TASK LIST
• 1. Recast the entries, from their first line through the line containing "0,127,1094,675", as a Markdown table with the columns Row and Line, one numbered row per line and no blank lines.
• 2. Extend the commentary on Daniel by picking up right after its final sentence.

SOURCE EXTRACT
· · · · ·
As we moved to verse 40, we saw that there seems to be another break between that verse and what precedes it. Verse 40 begins with the phrase, “At the time of the end.” That seems to be the Holy Spirit’s way of starting a new section of prophecy that foretells events at a far future time than the events predicted in the preceding verses. As we have seen, the events predicted in the first 35 verses occurred up to the time of about 160 BC. From verse 40 onward, the prophecies have no correlation with what happened in that time period, but as the opening phrase indicates, this section of the book seems to predict events that will occur at the end of this present world.
As we move into chapter 12, it becomes even more apparent that this prophecy, which in chapter 11 begins predicting events before the birth of Christ, is now speaking of yet future events. As we begin 12:1, the opening words are, “At that time…” In light of verse 40, where the prophecy says “At the time of the end” it seems like the events foretold in these next few verses will occur at the end of the age. Let’s read 12:1-4. The angel says to Daniel,
“At that time shall arise Michael, the great prince who has charge of your people. And there shall be a time of trouble, such as never has been since there was a nation till that time. But at that time your people shall be delivered, everyone whose name shall be found written in the book. 2And many of those who sleep in the dust of the earth shall awake, some to everlasting life, and some to shame and everlasting contempt. 3And those who are wise shall shine like the brightness of the sky above; and those who turn many to righteousness, like the stars forever and ever. 4But you, Daniel, shut up the words and seal the book, until the time of the end. Many shall run to and fro, and knowledge shall increase."
Although these verses, like many of the others that precede it, are not easy to interpret, after examining the alternatives, my conclusion is that these verses refer to a future period of history near the end of this age that is often called “the great tribulation.” That period of time, which is seen in other places in the Scripture, will be marked by unique and unprecedented global distress. There are libraries of material that have been written by students of Biblical prophecy on this period of the tribulation discussing questions related to when this time of tribulation will occur and whether the church will or will not go through it. For now, we are simply placing these verses within what I think is the correct prophetic context. There are several reasons why I believe placing these events within the tribulation is the best option.
· · · · ·
MATERIAL TO PROCESS
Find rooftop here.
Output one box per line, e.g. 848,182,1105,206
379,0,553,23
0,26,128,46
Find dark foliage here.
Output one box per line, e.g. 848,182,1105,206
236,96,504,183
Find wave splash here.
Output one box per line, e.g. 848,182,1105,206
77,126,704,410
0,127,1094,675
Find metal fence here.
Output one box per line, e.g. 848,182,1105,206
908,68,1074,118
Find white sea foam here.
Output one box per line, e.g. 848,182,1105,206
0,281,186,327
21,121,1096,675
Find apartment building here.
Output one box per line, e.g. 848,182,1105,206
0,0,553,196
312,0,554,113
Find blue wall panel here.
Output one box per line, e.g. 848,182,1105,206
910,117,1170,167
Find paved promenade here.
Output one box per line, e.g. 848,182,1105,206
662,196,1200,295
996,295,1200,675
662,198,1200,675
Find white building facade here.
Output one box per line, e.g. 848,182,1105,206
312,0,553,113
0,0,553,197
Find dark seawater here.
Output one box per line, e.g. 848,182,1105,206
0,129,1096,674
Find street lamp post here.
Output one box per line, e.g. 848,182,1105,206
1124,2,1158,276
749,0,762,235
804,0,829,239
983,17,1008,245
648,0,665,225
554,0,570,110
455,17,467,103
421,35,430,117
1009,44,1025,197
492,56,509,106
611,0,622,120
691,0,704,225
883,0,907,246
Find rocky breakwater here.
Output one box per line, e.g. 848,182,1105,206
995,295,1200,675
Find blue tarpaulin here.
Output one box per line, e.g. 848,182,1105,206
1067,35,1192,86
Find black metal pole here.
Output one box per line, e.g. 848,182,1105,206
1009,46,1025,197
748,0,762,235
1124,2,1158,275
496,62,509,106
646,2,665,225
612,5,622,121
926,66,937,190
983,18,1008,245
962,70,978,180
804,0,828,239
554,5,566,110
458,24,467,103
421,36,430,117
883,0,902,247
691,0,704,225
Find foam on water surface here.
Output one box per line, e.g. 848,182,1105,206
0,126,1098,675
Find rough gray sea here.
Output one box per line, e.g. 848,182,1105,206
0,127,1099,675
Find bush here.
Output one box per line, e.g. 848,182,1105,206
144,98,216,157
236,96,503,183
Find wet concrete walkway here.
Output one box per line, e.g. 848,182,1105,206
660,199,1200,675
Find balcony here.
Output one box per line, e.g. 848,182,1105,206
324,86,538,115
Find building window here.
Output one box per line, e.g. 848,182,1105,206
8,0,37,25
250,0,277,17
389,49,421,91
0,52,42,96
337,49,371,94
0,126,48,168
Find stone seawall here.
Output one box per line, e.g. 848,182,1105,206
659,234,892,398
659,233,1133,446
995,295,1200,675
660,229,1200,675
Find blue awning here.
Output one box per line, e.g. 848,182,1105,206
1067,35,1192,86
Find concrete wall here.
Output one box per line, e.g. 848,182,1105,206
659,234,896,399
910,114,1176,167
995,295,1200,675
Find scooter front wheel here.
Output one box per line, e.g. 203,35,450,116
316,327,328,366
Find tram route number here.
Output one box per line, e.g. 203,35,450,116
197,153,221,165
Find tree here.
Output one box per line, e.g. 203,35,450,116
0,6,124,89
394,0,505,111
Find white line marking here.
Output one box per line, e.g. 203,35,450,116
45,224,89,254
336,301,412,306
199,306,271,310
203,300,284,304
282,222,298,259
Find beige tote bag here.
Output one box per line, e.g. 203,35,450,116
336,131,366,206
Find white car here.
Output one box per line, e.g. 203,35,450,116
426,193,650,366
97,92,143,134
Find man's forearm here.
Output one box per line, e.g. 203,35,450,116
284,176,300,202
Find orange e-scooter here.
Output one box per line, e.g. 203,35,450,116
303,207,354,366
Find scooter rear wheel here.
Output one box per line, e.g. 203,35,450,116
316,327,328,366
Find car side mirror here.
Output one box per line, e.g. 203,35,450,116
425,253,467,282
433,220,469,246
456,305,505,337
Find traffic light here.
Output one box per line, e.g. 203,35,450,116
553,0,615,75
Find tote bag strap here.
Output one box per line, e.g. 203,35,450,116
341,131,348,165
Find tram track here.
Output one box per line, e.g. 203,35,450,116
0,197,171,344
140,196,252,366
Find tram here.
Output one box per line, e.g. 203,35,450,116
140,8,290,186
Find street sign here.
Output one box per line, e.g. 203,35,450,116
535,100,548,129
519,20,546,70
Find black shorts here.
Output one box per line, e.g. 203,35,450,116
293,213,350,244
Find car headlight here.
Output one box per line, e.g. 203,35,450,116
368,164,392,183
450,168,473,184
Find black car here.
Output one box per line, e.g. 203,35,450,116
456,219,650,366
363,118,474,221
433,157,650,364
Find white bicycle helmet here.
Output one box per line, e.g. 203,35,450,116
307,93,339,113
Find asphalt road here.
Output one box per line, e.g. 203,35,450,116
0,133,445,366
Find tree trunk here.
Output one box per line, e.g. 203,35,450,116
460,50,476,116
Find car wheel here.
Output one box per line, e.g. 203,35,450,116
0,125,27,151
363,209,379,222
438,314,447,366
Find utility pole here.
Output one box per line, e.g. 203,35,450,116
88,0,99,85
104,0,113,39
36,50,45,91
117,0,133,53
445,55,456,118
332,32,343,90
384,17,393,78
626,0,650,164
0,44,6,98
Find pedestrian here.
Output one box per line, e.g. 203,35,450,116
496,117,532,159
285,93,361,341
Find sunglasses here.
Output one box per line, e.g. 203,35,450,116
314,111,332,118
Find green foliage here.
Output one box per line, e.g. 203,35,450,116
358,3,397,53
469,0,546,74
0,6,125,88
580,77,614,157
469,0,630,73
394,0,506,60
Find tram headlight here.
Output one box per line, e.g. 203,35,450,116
· · · · ·
ANSWER SET
• 1.
| Row | Line |
|---|---|
| 1 | Find rooftop here. |
| 2 | Output one box per line, e.g. 848,182,1105,206 |
| 3 | 379,0,553,23 |
| 4 | 0,26,128,46 |
| 5 | Find dark foliage here. |
| 6 | Output one box per line, e.g. 848,182,1105,206 |
| 7 | 236,96,504,183 |
| 8 | Find wave splash here. |
| 9 | Output one box per line, e.g. 848,182,1105,206 |
| 10 | 77,126,704,410 |
| 11 | 0,127,1094,675 |

• 2.
First, there is very close correlation between the words describing this period of time here in Daniel 12:1 and Jesus’ words in Matthew 24:21 that indisputably speak of a time of great tribulation in the future. There Jesus says, “21For then there will be great tribulation, such as has not been from the beginning of the world until now, no, and never will be.” We know that Jesus is referring to the end of this world because he says in the next verse, “And if those days had not been cut short, no human being would be saved. But for the sake of the elect, those days will be cut short. Clearly, Jesus is referring to a global catastrophe of some some sort that threatens the entire human race. Jesus’ words about this period are very similar to Daniel 12:1, “…And there shall be a time of trouble, such as never has been since there was a nation till that time…” Because Jesus and Daniel together both testify to a tribulation that will be unprecedented—there has never been anything like this on a national scope, there appears to be a correlation between the time Daniel prophecies here and what Jesus foretells about the great tribulation.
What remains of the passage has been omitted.